Segmentation mask data:
* * *

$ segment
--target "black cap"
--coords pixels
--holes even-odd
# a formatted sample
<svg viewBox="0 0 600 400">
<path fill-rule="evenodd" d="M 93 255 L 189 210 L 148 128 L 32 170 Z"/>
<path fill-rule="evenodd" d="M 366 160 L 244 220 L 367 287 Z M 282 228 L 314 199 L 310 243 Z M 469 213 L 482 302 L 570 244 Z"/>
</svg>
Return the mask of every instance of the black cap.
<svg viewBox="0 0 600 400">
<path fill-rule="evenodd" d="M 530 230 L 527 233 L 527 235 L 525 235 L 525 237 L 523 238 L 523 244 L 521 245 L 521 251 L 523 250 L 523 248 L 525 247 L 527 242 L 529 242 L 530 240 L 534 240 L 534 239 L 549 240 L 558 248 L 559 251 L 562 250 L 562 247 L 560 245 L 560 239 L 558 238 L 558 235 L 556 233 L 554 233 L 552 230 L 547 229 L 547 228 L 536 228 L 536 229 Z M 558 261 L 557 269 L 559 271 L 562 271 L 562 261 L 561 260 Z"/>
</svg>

* * *

[Task to complete]:
Please transcribe each entry exactly, keeping every word as it is.

[Answer]:
$ segment
--target "black cap"
--coords pixels
--holes even-odd
# a formatted sample
<svg viewBox="0 0 600 400">
<path fill-rule="evenodd" d="M 93 255 L 189 210 L 148 128 L 32 170 Z"/>
<path fill-rule="evenodd" d="M 366 160 L 244 220 L 367 287 Z M 282 228 L 314 199 L 310 243 Z M 469 213 L 482 302 L 570 244 Z"/>
</svg>
Return the mask of every instance of the black cap.
<svg viewBox="0 0 600 400">
<path fill-rule="evenodd" d="M 530 230 L 527 233 L 527 235 L 525 235 L 525 237 L 523 238 L 523 244 L 521 245 L 521 251 L 523 250 L 523 248 L 525 247 L 527 242 L 529 242 L 530 240 L 534 240 L 534 239 L 549 240 L 558 248 L 559 251 L 562 250 L 562 247 L 560 245 L 560 239 L 558 238 L 558 235 L 556 233 L 554 233 L 552 230 L 547 229 L 547 228 L 536 228 L 536 229 Z M 558 261 L 557 269 L 559 271 L 562 271 L 562 261 L 561 260 Z"/>
</svg>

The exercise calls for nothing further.